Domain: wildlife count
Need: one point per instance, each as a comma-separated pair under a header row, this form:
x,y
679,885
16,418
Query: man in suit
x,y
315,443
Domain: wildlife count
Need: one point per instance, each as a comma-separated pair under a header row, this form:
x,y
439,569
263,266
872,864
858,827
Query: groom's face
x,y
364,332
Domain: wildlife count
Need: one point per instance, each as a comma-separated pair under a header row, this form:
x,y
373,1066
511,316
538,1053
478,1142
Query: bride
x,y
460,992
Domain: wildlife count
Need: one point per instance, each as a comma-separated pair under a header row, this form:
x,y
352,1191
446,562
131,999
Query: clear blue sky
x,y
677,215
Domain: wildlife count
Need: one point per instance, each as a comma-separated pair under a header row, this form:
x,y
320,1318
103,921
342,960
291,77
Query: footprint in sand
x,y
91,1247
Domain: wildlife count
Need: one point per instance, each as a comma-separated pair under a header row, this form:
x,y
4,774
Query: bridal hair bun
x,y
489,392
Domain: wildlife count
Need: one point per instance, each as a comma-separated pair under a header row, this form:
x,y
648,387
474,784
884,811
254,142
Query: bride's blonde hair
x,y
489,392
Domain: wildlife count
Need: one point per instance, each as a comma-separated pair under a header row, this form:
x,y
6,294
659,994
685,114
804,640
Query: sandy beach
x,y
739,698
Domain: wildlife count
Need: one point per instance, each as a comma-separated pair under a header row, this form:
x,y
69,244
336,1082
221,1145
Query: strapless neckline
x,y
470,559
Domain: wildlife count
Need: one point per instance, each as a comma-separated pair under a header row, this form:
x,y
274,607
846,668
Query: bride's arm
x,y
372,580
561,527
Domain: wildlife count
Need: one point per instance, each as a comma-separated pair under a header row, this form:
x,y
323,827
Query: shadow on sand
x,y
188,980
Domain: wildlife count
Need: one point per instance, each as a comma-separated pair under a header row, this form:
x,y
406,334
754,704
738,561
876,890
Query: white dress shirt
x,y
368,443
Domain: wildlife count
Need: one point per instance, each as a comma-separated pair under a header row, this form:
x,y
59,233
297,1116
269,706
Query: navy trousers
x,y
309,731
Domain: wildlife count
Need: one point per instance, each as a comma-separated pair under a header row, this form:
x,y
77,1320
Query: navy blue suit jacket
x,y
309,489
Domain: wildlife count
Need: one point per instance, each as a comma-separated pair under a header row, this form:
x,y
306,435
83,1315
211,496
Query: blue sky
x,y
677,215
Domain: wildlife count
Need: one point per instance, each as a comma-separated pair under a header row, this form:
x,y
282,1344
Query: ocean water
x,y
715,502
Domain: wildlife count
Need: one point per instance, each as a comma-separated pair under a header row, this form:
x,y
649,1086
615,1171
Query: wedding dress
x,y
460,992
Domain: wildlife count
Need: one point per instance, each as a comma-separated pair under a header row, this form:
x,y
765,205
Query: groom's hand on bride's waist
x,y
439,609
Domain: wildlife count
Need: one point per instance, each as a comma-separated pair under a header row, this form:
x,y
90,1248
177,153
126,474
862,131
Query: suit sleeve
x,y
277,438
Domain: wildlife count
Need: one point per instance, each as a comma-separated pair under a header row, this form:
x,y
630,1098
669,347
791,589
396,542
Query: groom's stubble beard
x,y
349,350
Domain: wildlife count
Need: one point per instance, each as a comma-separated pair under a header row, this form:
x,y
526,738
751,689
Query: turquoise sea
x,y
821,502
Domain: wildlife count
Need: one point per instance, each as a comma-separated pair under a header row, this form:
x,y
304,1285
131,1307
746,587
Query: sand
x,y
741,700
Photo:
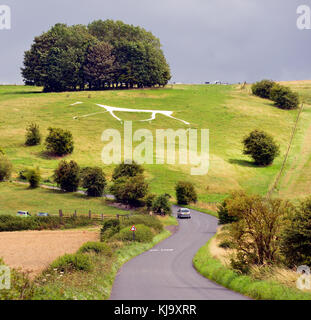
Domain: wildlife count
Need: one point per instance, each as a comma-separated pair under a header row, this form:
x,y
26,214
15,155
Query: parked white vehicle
x,y
23,214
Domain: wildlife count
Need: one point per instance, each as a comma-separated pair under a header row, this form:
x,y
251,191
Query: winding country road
x,y
166,273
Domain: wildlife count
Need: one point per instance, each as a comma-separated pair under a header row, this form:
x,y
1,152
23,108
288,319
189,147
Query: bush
x,y
284,97
93,179
59,142
261,147
33,136
5,168
185,193
110,228
130,190
263,88
149,221
142,234
255,234
97,247
67,176
33,177
296,236
127,170
223,215
161,205
73,262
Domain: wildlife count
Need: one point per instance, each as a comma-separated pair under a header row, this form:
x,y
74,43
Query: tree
x,y
296,236
161,205
261,147
33,177
127,170
263,88
99,65
130,190
67,176
185,193
33,136
59,141
255,234
93,179
284,97
5,168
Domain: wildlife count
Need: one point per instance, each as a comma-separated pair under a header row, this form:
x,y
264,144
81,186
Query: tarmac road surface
x,y
166,272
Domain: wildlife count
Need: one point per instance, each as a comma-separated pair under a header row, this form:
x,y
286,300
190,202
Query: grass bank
x,y
214,270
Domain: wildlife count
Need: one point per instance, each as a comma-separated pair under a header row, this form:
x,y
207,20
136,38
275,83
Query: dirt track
x,y
34,250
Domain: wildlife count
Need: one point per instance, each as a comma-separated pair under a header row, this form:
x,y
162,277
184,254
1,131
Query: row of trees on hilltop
x,y
104,54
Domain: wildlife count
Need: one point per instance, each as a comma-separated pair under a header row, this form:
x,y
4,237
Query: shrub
x,y
59,141
5,168
296,236
97,247
149,221
261,147
185,193
93,179
130,190
263,88
33,136
223,214
110,227
255,234
142,234
161,205
33,177
67,176
73,262
284,97
127,170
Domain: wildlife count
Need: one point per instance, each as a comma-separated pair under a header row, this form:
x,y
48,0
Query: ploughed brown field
x,y
33,251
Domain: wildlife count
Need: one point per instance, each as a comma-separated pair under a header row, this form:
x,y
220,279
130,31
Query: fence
x,y
93,216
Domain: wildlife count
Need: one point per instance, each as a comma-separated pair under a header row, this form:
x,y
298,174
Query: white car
x,y
23,214
183,213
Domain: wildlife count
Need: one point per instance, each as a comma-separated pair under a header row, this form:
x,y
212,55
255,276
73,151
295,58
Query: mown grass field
x,y
14,197
229,112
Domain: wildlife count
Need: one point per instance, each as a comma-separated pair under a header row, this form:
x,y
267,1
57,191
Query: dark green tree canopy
x,y
104,54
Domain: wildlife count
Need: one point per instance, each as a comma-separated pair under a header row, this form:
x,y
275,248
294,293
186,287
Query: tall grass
x,y
257,289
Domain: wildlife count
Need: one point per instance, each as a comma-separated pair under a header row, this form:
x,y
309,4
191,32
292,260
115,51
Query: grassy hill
x,y
229,112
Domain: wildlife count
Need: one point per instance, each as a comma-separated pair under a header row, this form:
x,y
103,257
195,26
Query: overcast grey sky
x,y
203,40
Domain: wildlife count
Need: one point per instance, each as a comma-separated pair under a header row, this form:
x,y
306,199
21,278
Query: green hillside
x,y
229,112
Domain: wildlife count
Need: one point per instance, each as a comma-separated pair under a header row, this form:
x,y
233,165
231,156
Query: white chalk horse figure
x,y
112,111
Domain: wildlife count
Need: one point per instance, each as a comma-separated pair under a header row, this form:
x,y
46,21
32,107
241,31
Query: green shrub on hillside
x,y
223,214
161,205
127,170
67,176
130,190
142,234
97,247
33,136
33,177
93,179
5,168
185,193
261,147
110,227
263,88
284,97
296,236
72,262
59,142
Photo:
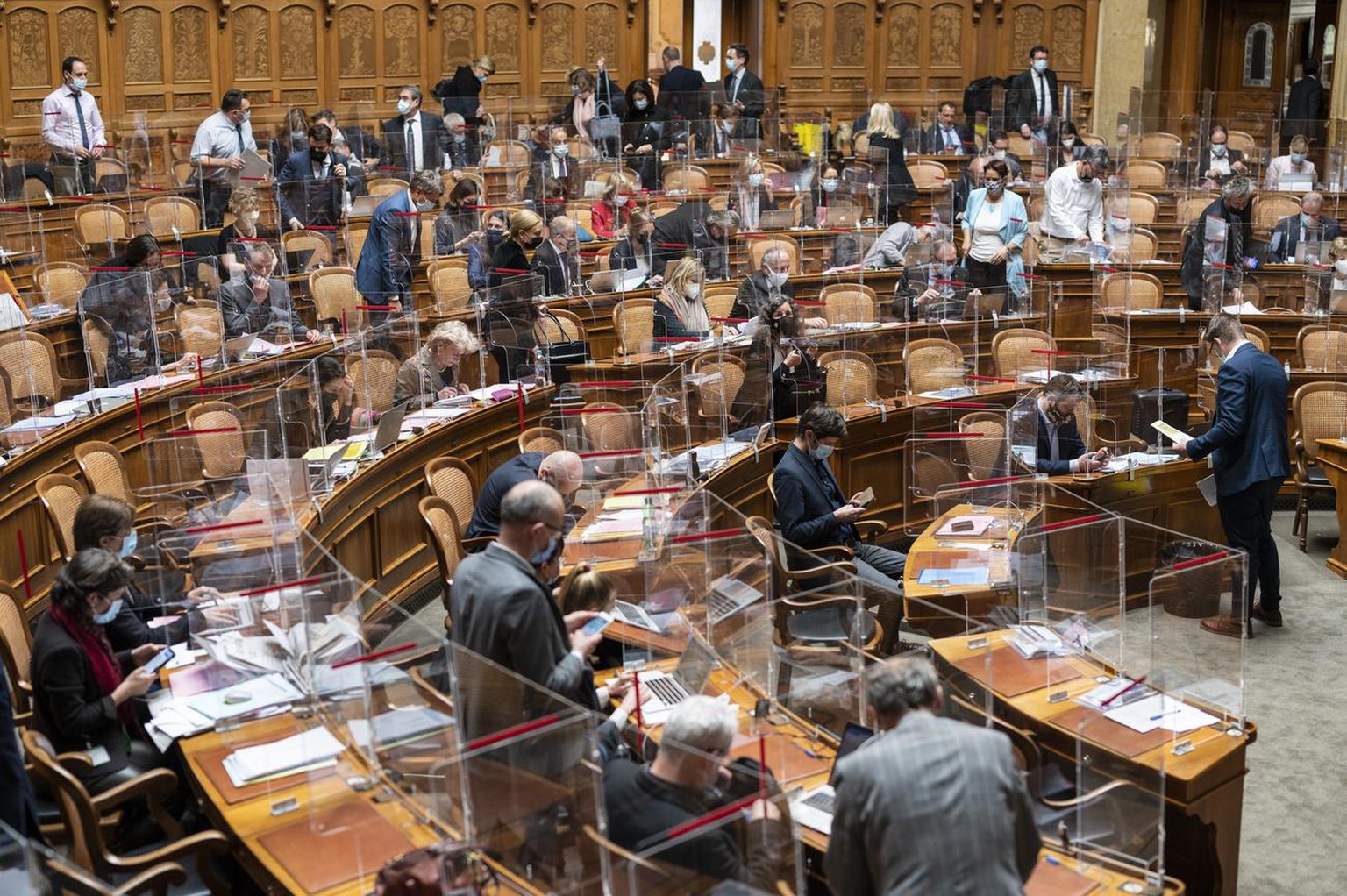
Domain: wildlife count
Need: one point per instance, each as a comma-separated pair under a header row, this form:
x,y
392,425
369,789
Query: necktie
x,y
84,130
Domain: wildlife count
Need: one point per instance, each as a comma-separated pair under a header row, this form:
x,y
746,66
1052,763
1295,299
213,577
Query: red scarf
x,y
107,672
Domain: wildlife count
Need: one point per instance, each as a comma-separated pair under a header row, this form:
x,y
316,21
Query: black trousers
x,y
1246,516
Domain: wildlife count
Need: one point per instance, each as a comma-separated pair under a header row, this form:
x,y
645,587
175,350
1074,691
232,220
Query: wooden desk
x,y
1203,788
1332,459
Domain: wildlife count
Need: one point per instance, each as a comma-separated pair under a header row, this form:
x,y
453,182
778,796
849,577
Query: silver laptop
x,y
661,692
776,220
814,807
728,597
616,281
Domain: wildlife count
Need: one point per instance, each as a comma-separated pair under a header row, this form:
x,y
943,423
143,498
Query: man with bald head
x,y
502,609
563,471
1307,225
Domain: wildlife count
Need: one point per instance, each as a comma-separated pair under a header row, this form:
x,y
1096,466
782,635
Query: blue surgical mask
x,y
108,615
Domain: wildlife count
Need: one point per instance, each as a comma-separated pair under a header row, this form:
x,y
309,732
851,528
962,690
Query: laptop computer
x,y
616,281
661,692
389,424
776,220
728,597
814,807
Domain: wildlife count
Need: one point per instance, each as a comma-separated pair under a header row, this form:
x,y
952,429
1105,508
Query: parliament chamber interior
x,y
563,447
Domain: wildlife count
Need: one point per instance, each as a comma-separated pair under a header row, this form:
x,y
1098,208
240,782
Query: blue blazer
x,y
1013,228
1248,436
391,251
803,509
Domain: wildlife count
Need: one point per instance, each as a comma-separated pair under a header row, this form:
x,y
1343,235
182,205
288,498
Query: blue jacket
x,y
391,251
1013,228
1248,436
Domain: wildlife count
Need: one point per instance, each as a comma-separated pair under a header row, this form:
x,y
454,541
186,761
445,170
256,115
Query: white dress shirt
x,y
1071,208
218,138
61,122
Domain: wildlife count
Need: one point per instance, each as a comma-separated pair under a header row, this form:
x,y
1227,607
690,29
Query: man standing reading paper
x,y
1248,444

_____

- **To do**
Only the lines from the one containing "Query: laptop computer" through the last line above belong in your answer. Retype them exactly.

- **Answer section**
Query: laptop computer
x,y
616,281
661,692
389,424
776,220
728,597
814,807
Domain: wildlife count
Need: one point per instance, each as a comma-separated pair under a header row, this form:
x,y
952,429
1105,508
Query: parliament chamber interior
x,y
563,447
Domain: wildlife count
Need: one point per instance, each as a comma-separated pair under a header row, this form:
x,y
1098,208
240,782
Query: blue blazer
x,y
1013,228
1248,436
391,251
803,509
Domain: wildlife count
Need: one point per instance, each as a comma-separated pair under a header row, this form:
x,y
1343,235
182,205
288,498
Query: blue jacket
x,y
391,251
1013,228
1248,436
Domain: wildlife count
Need: one point per instance, each as a comma-separated pair under a header row, this form:
x,y
454,541
186,761
445,170
256,115
Query: white dress shirt
x,y
1071,208
218,138
61,122
Domain: wildlife count
Need: one point per instance, each as a comma-separated pair under a header row, this form:
x,y
1227,607
690,29
Query: man standing reading paper
x,y
1248,444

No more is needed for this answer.